### Work item
Copy each entry below exactly as it appears.
─── Extracted data
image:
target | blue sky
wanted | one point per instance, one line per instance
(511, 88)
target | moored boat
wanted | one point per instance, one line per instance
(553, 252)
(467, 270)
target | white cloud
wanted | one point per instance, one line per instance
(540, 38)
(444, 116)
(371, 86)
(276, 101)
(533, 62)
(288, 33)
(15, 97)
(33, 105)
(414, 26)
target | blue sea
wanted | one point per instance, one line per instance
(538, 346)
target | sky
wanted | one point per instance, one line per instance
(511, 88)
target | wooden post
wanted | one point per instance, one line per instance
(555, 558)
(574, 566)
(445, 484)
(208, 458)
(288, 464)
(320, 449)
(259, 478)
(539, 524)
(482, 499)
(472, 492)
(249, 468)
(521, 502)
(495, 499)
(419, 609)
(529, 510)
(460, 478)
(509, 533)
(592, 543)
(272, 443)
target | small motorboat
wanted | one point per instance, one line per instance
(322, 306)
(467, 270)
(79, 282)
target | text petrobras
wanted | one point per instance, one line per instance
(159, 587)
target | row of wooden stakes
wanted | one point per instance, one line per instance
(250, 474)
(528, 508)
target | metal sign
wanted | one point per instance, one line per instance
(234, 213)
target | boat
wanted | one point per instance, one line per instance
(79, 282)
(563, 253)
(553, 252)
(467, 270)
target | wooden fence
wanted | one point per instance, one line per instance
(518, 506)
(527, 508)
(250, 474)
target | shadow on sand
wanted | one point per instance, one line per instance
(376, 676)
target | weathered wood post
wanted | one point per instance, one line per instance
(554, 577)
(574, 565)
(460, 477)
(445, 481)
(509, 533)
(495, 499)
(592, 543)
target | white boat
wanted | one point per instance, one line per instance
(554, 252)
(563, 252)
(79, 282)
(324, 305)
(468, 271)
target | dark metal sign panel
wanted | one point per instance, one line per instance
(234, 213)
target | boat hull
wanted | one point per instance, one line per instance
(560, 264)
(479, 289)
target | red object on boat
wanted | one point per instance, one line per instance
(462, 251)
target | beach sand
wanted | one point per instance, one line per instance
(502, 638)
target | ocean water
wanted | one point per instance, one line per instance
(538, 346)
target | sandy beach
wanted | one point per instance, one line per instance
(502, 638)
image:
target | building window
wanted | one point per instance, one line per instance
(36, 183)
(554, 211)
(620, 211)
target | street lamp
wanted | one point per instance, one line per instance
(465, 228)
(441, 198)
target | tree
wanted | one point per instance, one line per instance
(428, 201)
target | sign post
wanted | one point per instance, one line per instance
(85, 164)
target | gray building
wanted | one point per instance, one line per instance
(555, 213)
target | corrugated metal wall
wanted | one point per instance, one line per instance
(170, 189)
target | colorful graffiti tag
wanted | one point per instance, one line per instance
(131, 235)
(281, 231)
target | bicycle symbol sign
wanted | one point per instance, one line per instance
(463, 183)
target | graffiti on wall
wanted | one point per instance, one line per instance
──────
### Reply
image:
target | blue sky
wanted | one point per instance, one line per instance
(511, 88)
target | moored boat
wanted | one point per instance, one line per instance
(553, 252)
(467, 270)
target | white cloud
wanted | one point per instance, one line per instance
(540, 38)
(444, 116)
(371, 86)
(276, 101)
(533, 62)
(288, 33)
(15, 97)
(33, 105)
(414, 26)
target | blue sea
wanted | one point per instance, one line per instance
(538, 346)
target | sky
wanted | one point per instance, one line per instance
(511, 88)
target | wooden post
wanted | one point per instance, one line per instance
(555, 558)
(574, 566)
(445, 484)
(208, 458)
(288, 464)
(320, 449)
(259, 478)
(539, 524)
(482, 499)
(472, 492)
(249, 468)
(521, 502)
(495, 499)
(419, 609)
(529, 510)
(460, 478)
(509, 533)
(592, 543)
(272, 443)
target | small motorboat
wanted | one point per instance, one line per instance
(322, 306)
(467, 270)
(79, 282)
target | text petrobras
wanted | one point per instance, one line per instance
(159, 587)
target | row of wooden stakes
wanted | one point per instance, one line per instance
(250, 474)
(528, 508)
target | metal sign
wanted | one point per instance, one line per instance
(234, 213)
target | boat
wanted | one point per instance, one line per instance
(79, 282)
(563, 253)
(553, 252)
(467, 270)
target | wooden fence
wanted | one point per instance, one line per instance
(518, 506)
(527, 508)
(250, 474)
target | shadow on sand
wanted | one point per instance, one line per instance
(376, 676)
target | weathered wood post
wanted | one point per instance, one line per instance
(554, 577)
(574, 565)
(460, 477)
(445, 481)
(509, 533)
(495, 499)
(592, 543)
target | white boat
wanted | one point per instance, one line per instance
(554, 252)
(563, 252)
(79, 282)
(324, 305)
(468, 271)
target | dark metal sign panel
wanted | one point per instance, one line per instance
(234, 213)
target | boat hull
wanted | one point per instance, one line per instance
(560, 264)
(479, 289)
target | red object on boat
wanted | one point per instance, one line per instance
(462, 251)
target | beach sand
wanted | one point per instance, one line per instance
(502, 638)
target | ocean water
wanted | one point per instance, one line per instance
(538, 346)
target | sandy beach
wanted | one point per instance, one line per instance
(502, 638)
image:
target | building window
wanted | one point per instance, one line per instance
(36, 183)
(554, 211)
(620, 211)
target | street lamp
wanted | one point per instance, one line per instance
(465, 228)
(441, 198)
target | tree
wanted | one point per instance, one line per instance
(428, 201)
target | sign post
wanted | one point per instance, one line per instance
(85, 164)
target | gray building
wanted | one point per instance, one line per instance
(555, 213)
target | corrugated metal wall
wanted | one point per instance, one line per instance
(170, 189)
target | colorful graffiti tag
wanted | one point per instance, one line per instance
(131, 235)
(281, 231)
target | bicycle symbol sign
wanted | one point per instance, one line per instance
(463, 183)
target | graffiti on wall
wanted | one point per instance, one line per instance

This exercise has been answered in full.